Activity: The entries below hold a line with "Target: vole's hind foot" and a line with "rodent with a single marker.". Return those lines and all that lie between them, exactly and only.

Items listed in a dataset:
-*-

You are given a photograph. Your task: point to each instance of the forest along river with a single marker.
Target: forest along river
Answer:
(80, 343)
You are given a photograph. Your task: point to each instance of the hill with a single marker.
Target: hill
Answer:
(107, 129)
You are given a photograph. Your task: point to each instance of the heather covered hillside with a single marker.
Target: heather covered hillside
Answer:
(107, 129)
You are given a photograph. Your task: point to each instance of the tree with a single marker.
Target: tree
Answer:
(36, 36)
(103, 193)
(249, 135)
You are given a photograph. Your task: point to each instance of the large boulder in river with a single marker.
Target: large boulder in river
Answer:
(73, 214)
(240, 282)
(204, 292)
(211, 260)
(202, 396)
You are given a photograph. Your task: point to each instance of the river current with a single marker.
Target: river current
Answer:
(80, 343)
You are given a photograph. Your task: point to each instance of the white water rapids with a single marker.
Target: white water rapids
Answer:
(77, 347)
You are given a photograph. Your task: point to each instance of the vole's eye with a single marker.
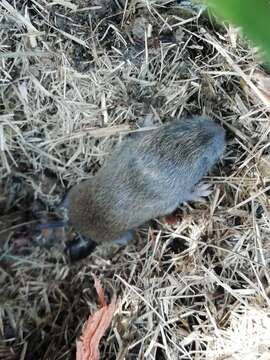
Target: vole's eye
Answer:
(79, 247)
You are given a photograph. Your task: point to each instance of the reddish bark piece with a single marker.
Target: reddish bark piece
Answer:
(95, 327)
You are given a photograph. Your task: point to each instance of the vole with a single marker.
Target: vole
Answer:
(147, 175)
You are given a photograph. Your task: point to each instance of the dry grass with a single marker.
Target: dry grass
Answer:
(73, 79)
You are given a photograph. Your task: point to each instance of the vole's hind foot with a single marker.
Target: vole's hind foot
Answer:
(124, 239)
(200, 191)
(79, 247)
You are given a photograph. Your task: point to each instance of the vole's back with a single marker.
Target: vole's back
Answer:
(146, 176)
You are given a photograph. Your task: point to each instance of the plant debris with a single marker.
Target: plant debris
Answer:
(76, 77)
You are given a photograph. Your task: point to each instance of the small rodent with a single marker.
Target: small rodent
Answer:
(147, 175)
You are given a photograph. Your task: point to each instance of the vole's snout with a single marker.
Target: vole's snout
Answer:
(79, 247)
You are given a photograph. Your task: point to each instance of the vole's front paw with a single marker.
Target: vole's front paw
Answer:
(200, 191)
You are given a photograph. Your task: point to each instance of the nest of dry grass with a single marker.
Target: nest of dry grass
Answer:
(74, 77)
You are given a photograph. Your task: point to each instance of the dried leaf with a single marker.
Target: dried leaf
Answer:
(96, 325)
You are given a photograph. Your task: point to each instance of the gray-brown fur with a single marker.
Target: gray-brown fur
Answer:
(146, 176)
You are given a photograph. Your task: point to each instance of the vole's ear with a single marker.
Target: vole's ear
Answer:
(79, 247)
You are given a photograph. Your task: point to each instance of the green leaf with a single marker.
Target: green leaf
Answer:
(253, 16)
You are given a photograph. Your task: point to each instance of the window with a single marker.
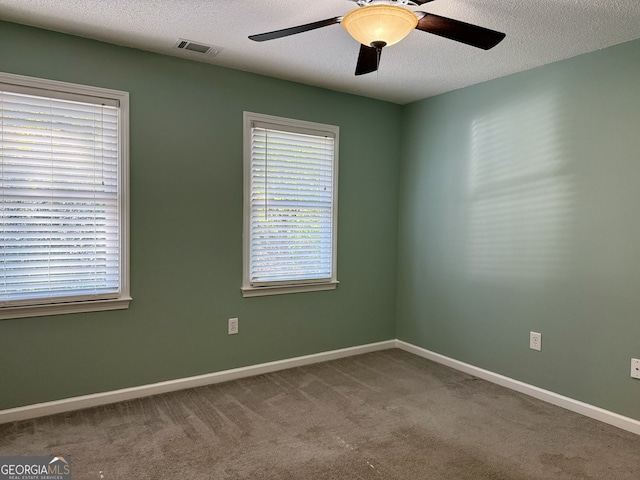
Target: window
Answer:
(290, 205)
(63, 198)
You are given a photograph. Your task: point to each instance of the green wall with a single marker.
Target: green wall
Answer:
(519, 211)
(517, 204)
(186, 228)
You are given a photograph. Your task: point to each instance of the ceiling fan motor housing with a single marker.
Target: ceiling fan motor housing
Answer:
(380, 22)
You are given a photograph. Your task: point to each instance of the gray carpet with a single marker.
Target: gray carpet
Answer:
(384, 415)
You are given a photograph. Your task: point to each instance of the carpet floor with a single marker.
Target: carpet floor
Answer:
(383, 415)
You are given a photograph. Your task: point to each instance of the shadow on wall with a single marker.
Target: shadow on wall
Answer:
(520, 192)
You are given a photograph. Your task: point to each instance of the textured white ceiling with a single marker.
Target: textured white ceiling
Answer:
(422, 65)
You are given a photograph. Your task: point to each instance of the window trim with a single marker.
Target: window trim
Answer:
(296, 286)
(72, 91)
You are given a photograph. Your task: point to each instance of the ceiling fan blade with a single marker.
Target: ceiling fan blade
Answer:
(368, 60)
(285, 32)
(473, 35)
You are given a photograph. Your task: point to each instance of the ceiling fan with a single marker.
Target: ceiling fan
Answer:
(380, 23)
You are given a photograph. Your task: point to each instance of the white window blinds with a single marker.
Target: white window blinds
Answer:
(59, 217)
(291, 225)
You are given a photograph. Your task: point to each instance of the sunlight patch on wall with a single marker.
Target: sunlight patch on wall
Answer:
(520, 193)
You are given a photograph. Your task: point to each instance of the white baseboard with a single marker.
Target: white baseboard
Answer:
(104, 398)
(597, 413)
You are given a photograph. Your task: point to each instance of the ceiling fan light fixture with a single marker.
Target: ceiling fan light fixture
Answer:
(379, 23)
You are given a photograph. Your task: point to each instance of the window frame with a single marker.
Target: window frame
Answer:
(294, 286)
(76, 92)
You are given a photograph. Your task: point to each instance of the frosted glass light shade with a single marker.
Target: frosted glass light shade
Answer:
(379, 23)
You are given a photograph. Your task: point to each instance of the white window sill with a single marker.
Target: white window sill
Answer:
(63, 308)
(284, 289)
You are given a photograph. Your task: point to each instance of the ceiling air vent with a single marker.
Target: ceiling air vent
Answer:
(196, 47)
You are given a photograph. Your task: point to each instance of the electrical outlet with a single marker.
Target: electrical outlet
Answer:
(535, 341)
(233, 326)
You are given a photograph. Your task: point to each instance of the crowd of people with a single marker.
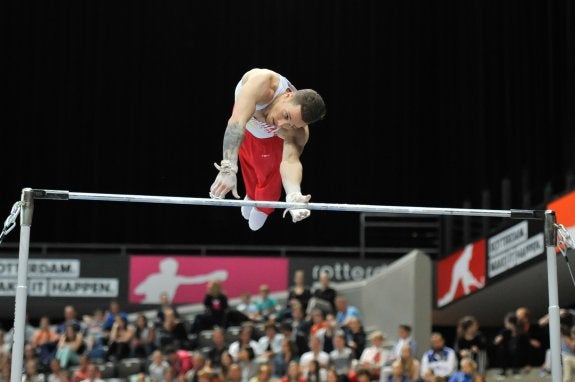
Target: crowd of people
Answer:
(317, 336)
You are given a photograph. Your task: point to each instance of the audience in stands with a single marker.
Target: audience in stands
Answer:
(441, 359)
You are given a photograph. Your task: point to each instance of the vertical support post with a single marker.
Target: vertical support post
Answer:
(554, 323)
(27, 209)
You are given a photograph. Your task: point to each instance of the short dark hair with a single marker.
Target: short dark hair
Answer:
(312, 105)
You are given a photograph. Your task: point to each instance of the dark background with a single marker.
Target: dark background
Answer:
(429, 104)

-*-

Solution for this task:
Target: vole's hind foot
Answer:
(124, 239)
(200, 191)
(79, 247)
You are given a photograph. Your task: point to each instance of the vole's back with a single marker.
Target: vole's back
Answer:
(146, 176)
You are given a photograph. Your task: point to each instance of the plant debris with a single marker.
Target: plant debris
Answer:
(76, 77)
You are given a photograph. Your task: point to each instance of the small rodent with a single marker.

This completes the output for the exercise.